Locate each line in the items below that contains the string "verandah" and copy those lines.

■ **DATA PROVIDED**:
---

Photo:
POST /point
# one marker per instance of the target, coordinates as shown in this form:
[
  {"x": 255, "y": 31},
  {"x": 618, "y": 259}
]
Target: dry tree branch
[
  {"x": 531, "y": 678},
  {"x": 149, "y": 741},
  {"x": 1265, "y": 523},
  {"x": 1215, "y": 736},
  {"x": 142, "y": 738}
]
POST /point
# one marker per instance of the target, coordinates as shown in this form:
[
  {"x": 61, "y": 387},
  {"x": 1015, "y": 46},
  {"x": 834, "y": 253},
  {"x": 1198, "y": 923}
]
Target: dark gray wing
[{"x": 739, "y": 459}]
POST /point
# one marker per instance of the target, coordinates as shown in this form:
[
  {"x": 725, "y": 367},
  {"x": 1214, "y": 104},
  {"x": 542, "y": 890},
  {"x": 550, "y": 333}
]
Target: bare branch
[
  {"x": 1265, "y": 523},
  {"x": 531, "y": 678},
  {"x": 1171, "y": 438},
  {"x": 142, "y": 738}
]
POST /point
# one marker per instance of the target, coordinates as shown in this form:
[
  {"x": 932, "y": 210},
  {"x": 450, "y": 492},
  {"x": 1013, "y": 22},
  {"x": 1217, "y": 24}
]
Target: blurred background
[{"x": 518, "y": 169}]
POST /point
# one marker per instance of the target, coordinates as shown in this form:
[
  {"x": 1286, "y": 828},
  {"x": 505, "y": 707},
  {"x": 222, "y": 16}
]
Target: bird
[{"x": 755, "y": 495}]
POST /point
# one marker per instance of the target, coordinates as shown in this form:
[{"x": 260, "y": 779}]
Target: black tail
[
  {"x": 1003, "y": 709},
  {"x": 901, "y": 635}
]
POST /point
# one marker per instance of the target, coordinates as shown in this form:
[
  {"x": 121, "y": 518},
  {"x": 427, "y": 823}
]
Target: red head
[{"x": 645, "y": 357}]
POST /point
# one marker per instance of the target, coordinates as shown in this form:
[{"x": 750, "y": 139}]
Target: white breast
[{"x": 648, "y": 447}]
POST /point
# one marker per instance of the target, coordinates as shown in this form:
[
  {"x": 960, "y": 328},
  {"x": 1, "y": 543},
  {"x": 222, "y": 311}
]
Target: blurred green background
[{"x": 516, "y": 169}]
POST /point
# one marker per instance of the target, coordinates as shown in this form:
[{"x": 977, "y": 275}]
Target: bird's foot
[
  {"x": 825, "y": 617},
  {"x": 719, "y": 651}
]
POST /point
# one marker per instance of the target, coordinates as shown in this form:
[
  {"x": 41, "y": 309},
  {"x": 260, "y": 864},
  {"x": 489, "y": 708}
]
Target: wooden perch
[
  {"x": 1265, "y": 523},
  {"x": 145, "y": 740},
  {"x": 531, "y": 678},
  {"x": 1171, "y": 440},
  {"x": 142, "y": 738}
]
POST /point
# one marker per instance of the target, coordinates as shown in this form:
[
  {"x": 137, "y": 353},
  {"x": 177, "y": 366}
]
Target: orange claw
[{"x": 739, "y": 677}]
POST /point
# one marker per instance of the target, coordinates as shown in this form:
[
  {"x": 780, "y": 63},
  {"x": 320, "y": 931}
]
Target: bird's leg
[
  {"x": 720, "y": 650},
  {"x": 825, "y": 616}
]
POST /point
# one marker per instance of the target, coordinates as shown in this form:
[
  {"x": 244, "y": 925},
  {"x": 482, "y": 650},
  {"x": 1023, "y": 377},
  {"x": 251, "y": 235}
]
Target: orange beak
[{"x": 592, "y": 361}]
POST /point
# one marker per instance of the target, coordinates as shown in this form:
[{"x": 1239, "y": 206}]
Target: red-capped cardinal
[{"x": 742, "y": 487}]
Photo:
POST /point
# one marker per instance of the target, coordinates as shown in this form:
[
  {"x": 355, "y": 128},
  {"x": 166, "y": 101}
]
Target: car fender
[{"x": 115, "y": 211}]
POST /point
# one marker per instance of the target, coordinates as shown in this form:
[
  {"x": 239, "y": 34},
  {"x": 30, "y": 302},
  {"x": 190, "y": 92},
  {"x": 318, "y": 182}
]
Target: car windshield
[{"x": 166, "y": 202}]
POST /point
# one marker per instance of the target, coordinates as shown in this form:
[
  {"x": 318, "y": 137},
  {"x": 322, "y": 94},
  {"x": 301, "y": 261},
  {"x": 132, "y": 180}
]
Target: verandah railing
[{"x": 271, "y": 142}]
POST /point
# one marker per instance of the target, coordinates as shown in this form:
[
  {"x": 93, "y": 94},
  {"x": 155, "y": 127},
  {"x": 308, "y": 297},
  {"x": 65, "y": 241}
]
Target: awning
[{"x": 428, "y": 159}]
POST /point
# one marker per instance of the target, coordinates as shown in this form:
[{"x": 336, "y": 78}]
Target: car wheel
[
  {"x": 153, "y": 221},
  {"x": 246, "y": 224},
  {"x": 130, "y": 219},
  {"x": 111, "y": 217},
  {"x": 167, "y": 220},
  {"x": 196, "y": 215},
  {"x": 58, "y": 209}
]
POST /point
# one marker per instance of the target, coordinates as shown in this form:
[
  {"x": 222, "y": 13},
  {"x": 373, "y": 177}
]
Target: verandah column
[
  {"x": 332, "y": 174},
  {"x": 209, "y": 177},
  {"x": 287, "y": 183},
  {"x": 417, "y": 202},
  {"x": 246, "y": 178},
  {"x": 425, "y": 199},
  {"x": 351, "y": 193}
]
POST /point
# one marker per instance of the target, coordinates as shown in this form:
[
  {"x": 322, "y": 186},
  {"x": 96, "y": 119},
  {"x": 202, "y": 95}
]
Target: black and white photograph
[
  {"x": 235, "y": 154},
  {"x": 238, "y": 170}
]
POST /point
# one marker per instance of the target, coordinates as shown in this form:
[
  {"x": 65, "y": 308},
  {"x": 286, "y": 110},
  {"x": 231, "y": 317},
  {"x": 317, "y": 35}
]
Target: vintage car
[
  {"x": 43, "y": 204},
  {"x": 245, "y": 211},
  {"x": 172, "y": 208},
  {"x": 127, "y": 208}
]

---

■ **IN RESPONSE**:
Target: verandah railing
Target: verandah column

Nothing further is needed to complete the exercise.